» **CHALLENGE**
Pick out and copy every line in the rows below that contains the word "umbrella". Case matters.

—————

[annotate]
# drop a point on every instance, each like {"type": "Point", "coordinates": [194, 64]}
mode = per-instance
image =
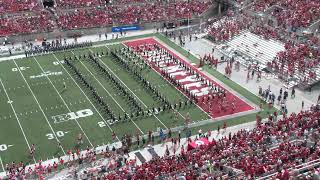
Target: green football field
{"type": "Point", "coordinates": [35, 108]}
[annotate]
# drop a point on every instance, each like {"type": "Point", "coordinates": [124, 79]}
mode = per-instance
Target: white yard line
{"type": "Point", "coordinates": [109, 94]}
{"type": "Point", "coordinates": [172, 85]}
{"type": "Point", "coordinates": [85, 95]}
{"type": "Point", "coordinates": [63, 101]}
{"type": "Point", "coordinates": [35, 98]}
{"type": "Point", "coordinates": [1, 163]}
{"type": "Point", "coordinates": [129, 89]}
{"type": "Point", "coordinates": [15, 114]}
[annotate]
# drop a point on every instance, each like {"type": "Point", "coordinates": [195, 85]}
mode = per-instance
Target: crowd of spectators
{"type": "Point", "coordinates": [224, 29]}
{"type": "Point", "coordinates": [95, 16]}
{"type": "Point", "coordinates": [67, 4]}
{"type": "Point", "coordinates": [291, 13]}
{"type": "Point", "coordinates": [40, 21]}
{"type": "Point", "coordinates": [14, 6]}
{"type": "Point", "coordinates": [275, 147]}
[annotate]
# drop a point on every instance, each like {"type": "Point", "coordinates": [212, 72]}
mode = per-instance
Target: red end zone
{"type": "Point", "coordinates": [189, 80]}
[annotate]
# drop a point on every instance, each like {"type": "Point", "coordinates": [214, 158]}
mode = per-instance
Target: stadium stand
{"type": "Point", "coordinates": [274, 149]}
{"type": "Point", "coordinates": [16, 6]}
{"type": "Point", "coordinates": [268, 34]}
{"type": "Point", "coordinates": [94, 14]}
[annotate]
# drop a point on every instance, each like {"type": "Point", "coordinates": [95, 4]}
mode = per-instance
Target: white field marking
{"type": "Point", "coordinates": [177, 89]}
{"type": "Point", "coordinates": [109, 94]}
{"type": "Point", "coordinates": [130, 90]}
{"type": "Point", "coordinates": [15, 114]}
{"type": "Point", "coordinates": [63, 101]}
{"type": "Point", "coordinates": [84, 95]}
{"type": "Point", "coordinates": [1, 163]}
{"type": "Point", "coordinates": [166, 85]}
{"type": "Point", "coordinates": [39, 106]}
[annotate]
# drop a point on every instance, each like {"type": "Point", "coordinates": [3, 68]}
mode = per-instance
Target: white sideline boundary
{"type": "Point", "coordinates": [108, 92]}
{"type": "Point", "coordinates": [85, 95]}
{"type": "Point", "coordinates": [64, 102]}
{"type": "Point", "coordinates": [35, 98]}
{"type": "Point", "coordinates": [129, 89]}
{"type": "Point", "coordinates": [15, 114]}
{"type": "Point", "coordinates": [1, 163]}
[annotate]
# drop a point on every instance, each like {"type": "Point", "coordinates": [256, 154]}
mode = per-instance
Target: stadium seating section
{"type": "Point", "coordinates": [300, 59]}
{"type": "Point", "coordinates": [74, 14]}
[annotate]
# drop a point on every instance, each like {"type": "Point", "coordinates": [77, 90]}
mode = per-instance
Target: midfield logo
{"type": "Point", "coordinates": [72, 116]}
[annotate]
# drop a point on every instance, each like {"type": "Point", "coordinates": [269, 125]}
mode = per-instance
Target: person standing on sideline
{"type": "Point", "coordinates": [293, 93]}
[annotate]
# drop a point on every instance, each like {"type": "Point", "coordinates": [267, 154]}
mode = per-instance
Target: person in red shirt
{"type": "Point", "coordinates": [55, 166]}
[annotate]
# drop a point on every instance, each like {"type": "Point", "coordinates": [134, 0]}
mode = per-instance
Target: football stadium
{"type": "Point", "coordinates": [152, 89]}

—————

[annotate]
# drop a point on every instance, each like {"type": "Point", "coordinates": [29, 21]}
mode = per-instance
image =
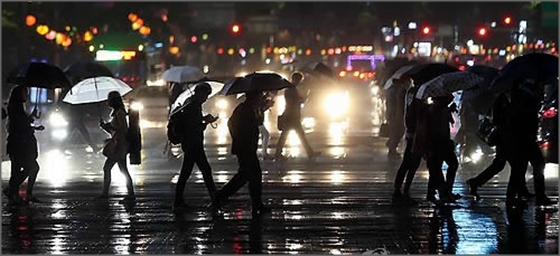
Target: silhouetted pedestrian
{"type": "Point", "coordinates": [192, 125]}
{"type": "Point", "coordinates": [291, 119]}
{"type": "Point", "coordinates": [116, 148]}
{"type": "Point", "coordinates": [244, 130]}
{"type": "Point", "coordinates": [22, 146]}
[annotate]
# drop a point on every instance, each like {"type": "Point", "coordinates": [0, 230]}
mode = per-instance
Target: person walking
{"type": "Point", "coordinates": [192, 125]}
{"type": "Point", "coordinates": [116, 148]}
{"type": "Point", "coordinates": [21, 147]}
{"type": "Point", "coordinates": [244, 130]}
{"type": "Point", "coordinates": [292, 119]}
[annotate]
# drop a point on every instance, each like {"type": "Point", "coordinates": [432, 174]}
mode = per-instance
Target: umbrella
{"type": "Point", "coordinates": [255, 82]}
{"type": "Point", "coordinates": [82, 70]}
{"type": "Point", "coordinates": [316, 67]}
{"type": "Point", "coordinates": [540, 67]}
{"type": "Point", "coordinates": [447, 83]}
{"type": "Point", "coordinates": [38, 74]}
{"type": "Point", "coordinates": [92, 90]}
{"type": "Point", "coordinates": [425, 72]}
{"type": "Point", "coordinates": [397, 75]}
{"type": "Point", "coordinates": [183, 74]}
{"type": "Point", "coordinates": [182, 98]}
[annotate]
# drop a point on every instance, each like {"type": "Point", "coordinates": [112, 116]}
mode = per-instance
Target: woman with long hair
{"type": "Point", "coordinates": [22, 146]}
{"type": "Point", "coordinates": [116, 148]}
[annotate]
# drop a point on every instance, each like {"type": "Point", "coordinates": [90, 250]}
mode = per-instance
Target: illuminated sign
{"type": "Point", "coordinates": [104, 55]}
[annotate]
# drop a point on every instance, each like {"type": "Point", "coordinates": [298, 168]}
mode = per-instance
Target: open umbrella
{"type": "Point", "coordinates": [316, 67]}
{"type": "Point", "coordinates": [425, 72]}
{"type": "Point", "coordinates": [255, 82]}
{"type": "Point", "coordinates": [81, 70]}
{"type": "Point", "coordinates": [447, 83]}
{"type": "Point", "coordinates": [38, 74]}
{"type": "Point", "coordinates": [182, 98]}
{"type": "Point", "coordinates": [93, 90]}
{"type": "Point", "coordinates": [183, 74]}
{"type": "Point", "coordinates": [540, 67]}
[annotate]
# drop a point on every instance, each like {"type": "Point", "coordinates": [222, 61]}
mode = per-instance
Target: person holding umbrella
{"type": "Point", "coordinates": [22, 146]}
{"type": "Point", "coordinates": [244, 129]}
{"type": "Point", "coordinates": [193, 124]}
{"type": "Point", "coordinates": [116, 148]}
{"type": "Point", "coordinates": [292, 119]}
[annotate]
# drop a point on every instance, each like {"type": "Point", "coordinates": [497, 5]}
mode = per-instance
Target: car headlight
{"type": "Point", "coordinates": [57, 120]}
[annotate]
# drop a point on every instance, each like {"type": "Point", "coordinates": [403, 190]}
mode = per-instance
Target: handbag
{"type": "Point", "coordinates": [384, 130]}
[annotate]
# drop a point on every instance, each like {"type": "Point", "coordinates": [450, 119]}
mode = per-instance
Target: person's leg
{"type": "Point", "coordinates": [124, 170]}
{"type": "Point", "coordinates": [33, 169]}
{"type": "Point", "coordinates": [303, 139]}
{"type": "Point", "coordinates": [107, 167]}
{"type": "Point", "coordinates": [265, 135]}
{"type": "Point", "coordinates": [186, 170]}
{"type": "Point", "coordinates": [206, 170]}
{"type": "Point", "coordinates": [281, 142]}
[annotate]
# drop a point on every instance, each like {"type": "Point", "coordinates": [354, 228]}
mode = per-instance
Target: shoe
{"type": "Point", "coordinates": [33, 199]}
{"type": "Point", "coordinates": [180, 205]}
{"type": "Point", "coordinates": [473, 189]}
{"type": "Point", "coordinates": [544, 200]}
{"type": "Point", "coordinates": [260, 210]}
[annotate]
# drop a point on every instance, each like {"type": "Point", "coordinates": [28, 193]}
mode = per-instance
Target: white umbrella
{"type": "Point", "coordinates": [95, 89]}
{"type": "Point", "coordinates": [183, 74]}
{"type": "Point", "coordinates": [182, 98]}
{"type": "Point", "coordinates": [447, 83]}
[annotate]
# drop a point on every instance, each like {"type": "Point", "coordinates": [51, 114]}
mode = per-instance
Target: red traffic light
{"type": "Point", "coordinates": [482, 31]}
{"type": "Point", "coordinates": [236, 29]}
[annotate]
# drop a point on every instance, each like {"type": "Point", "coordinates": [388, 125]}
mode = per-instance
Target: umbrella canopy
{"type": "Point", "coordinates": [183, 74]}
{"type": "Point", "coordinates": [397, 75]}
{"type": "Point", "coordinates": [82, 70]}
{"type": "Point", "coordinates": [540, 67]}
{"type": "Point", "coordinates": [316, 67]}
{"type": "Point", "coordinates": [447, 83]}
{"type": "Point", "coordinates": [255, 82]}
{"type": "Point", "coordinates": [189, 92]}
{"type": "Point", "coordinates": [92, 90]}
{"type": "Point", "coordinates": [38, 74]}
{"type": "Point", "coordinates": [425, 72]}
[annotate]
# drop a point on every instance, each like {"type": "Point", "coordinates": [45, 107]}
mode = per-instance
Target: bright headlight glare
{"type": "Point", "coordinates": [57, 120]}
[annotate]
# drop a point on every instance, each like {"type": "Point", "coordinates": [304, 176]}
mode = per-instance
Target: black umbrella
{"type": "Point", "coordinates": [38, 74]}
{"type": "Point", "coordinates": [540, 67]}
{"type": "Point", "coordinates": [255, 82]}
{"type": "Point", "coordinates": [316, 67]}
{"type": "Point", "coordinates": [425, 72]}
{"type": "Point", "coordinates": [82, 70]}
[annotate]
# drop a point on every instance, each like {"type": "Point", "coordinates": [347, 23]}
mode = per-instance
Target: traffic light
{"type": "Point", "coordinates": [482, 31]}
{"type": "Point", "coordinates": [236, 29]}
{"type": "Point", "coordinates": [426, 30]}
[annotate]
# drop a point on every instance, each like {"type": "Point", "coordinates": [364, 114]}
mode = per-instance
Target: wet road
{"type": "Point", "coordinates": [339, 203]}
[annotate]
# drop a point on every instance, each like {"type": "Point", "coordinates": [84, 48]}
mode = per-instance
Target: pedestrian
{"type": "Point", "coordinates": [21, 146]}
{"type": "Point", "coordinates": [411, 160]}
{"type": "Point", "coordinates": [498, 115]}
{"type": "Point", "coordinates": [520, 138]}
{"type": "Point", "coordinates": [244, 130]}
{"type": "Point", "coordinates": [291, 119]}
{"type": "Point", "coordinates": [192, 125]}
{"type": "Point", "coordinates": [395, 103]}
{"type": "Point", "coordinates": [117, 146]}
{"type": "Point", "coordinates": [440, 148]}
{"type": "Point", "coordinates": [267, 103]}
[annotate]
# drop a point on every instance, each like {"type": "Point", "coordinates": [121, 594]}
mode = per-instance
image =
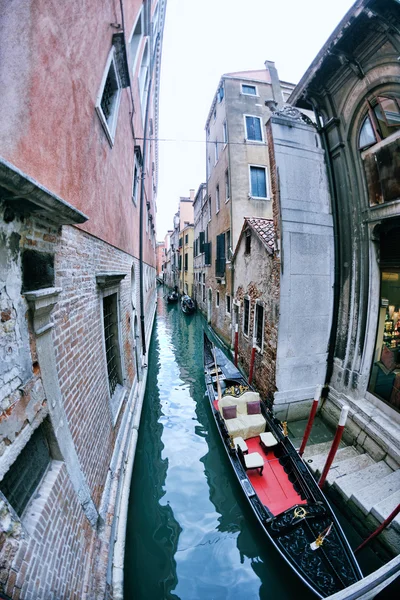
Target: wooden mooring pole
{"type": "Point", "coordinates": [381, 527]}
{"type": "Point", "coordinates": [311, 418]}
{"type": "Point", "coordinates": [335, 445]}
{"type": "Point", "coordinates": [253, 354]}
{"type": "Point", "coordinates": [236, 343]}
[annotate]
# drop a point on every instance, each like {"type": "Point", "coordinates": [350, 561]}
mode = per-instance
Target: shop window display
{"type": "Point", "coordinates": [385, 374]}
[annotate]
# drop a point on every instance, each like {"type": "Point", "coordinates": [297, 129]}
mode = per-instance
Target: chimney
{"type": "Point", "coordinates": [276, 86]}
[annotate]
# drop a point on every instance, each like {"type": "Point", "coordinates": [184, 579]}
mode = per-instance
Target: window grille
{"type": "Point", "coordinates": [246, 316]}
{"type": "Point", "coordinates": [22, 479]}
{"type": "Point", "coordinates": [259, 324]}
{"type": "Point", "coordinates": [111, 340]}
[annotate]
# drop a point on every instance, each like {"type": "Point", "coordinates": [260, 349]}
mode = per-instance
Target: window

—————

» **IN RESPONSE**
Target: umbrella
Target: open umbrella
Target: person holding umbrella
Target: white umbrella
Target: umbrella canopy
Target: black umbrella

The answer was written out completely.